(DATA SHOWN Opens)

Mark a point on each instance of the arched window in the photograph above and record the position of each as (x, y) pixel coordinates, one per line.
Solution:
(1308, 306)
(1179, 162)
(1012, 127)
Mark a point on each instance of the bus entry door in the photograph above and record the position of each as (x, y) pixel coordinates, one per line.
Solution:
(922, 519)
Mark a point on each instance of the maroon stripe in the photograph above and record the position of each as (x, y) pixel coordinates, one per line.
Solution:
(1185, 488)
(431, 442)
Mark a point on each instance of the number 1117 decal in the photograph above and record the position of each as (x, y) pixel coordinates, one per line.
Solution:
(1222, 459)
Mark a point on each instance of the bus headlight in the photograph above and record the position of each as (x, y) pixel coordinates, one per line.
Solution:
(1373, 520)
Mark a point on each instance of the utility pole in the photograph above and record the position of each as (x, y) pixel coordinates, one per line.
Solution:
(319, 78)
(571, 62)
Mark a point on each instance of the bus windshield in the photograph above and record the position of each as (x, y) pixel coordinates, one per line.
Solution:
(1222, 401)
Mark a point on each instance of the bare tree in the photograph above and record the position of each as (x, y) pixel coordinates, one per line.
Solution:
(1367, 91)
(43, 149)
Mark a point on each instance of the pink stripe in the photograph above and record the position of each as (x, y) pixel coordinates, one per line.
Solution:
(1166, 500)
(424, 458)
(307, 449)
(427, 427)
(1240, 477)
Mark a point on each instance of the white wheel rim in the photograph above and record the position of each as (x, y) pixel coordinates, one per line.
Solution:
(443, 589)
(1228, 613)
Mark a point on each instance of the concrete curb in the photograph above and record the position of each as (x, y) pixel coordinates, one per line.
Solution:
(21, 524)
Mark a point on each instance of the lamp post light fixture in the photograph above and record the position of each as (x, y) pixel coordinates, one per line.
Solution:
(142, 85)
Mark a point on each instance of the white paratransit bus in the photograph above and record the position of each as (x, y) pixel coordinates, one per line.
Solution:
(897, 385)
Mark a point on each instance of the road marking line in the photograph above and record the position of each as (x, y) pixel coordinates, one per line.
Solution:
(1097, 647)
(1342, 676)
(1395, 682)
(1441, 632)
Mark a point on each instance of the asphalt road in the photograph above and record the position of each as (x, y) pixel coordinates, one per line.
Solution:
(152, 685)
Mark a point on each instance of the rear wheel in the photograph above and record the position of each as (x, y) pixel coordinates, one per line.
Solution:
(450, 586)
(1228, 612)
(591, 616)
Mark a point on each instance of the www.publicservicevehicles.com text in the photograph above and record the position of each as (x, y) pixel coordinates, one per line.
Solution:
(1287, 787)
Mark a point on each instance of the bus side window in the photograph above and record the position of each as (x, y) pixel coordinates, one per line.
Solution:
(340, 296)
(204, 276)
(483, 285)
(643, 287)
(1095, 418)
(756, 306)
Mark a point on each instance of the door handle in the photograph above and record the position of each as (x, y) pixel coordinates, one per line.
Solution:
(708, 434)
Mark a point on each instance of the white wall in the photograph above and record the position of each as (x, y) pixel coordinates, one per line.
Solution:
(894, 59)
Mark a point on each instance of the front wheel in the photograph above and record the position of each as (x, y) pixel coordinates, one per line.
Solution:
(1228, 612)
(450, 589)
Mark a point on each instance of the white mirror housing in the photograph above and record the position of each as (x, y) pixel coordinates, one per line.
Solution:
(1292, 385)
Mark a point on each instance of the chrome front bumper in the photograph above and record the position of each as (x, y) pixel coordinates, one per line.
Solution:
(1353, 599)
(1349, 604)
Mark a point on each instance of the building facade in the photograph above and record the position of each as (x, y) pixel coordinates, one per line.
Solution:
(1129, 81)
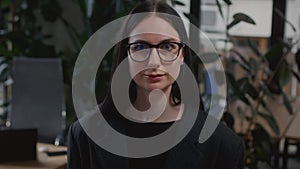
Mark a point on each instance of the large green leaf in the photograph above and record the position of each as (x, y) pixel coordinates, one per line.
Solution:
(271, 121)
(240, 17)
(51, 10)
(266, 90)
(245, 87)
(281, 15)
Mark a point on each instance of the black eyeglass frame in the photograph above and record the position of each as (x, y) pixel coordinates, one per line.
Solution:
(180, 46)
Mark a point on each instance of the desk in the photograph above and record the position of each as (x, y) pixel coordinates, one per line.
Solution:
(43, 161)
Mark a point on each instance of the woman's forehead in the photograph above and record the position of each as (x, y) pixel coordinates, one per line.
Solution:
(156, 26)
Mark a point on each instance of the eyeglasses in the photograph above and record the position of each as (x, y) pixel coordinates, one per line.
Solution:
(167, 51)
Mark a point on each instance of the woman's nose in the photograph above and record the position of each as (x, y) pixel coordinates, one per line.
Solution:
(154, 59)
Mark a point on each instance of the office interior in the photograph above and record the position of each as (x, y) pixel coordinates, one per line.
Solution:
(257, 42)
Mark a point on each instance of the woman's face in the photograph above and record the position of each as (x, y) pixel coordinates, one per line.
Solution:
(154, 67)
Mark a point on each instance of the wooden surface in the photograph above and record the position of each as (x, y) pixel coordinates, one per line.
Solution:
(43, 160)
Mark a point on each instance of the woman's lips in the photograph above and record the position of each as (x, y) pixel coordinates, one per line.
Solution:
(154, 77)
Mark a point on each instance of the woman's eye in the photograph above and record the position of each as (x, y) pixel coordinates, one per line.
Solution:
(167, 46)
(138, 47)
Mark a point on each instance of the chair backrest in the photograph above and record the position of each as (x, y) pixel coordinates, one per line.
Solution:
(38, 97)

(DATA SHOWN Closes)

__EXERCISE GOAL__. Find the string "door" in the listing and copy every line in which it occurs.

__TASK RESPONSE__.
Mark a point on each instance of the bus entry door in the photograph above and record the position of each as (x, y) pixel coordinates, one per line.
Mark a point on each instance of the door handle in the photograph above and record the position of each as (x, y) pixel coordinates, one per line.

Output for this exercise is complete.